Supplied text

Segment Open

Because carbohydrates raise blood sugar, managing your carbs is key to managing your diabetes. One way to do it is through carbohydrate counting. Knowing how many carbs you can have throughout the day—and following those guidelines consistently every day—will set your blood sugar levels on an even keel, make you feel more energized, and help you avoid complications of diabetes.
Most of the foods you eat—from milk and fruit to breads and grains—contain carbohydrates. There’s no way to avoid them, and you wouldn’t want to. Carbs serve as the main fuel source for your body. The trick is to avoid eating too many carbs in one day or at one sitting.
When you eat carbs, your body breaks the food down into glucose, which enters the bloodstream. That triggers your pancreas to release the hormone insulin, which helps move the glucose into your cells for energy. The more carbohydrates you eat, the more insulin your body needs to help convert the food to energy.
When you have diabetes, your pancreas doesn’t produce enough insulin or your body can’t use the insulin to move the glucose into the cells. Starved cells make you feel tired and sluggish. And chronically high blood sugar levels boost the production of free radicals and lower your immunity, on top of other negative effects.
The key, then, is to gain better control over your blood sugar levels by learning just how many carbohydrates you should eat throughout the day. Here’s what to do.
1. Determine your activity level factor
This is based on your gender and your level of physical activity. The more active you are, the more calories—and carbs—you can eat. If you’re a couch potato, rate yourself “sedentary.” If you exercise occasionally, rate yourself “lightly active.” If you exercise regularly, you’re “active.” If you exercise strenuously almost every day, you’re “very active.”
Activity Level Female Male
sedentary 12 13
lightly active 14 15
active 16 17
very active 19 19
2. Calculate your daily calorie needs
Multiply your weight by your activity level factor to determine the number of calories you should eat a day to maintain your current weight. (To lose a pound a week, you’ll need to cut about 500 calories a day.)
(A.L. factor) (weight) (calorie need)
For example: A 140-pound woman with a light activity level needs 1,960 calories a day to maintain her current weight.
If you’re trying to lose weight, keep in mind that women shouldn’t eat fewer than 1,200 calories a day, and men shouldn’t eat fewer than 1,500 calories a day.
3. Determine how many carbs you need
The chart below assumes you need 50 percent of your calories from carbs. (Work with a registered dietitian to determine the best carb targets for you. According to the American Diabetes Association and the American Dietetic Association, carbohydrates can vary from 40 to 55 percent of total calories.)

Segment Closed

Input data

Segment Open

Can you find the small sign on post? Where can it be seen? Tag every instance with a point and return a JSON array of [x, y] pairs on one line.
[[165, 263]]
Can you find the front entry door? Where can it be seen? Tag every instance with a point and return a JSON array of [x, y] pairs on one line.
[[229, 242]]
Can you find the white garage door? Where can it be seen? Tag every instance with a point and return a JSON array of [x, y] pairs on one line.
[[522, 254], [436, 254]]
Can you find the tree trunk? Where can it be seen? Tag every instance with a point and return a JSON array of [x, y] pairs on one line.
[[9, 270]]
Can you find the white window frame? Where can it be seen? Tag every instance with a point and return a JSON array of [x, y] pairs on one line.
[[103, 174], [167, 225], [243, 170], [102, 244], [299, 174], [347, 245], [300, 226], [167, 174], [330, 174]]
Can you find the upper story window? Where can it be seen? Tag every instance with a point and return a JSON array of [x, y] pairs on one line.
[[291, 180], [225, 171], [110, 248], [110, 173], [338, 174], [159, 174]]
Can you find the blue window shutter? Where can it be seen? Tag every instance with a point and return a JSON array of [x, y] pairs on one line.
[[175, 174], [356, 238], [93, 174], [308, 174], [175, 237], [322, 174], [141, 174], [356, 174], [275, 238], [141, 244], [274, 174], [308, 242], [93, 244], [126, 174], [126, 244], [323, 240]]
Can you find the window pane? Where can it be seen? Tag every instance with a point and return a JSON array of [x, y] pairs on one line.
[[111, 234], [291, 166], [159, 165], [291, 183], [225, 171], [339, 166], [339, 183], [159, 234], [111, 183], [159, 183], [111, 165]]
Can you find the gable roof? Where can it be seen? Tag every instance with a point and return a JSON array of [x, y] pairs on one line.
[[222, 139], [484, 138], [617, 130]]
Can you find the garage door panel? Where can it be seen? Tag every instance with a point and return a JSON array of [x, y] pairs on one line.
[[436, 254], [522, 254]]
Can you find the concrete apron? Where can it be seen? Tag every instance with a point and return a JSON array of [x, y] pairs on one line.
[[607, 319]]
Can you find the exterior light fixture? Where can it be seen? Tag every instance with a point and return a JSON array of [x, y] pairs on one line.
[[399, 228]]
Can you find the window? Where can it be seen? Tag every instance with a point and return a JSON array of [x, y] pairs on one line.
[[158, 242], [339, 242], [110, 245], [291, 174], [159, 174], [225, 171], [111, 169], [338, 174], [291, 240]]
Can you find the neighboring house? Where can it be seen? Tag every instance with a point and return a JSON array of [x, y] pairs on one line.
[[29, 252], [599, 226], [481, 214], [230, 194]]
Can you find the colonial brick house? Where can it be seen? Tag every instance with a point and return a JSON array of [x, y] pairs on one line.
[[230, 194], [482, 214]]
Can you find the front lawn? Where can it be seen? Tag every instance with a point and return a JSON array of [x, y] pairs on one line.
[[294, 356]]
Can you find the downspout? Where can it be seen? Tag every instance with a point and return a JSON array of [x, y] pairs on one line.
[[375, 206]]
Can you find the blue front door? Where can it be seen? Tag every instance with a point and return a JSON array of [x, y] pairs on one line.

Segment Closed

Problems to work on
A – Answer these from the carbohydrate-counting text:
(i) What hormone does the pancreas release when glucose enters the bloodstream?
(ii) How many calories a day does a 140-pound woman with a light activity level need to maintain her current weight?
(iii) What is the fewest calories a day that men trying to lose weight should eat?
B – Name every activity level rating in the carbohydrate-counting text.
The listing is material separate from the carbohydrate-counting text.

Solutions below
A –
(i) Insulin
(ii) 1,960 calories
(iii) 1,500 calories

B – sedentary, lightly active, active, very active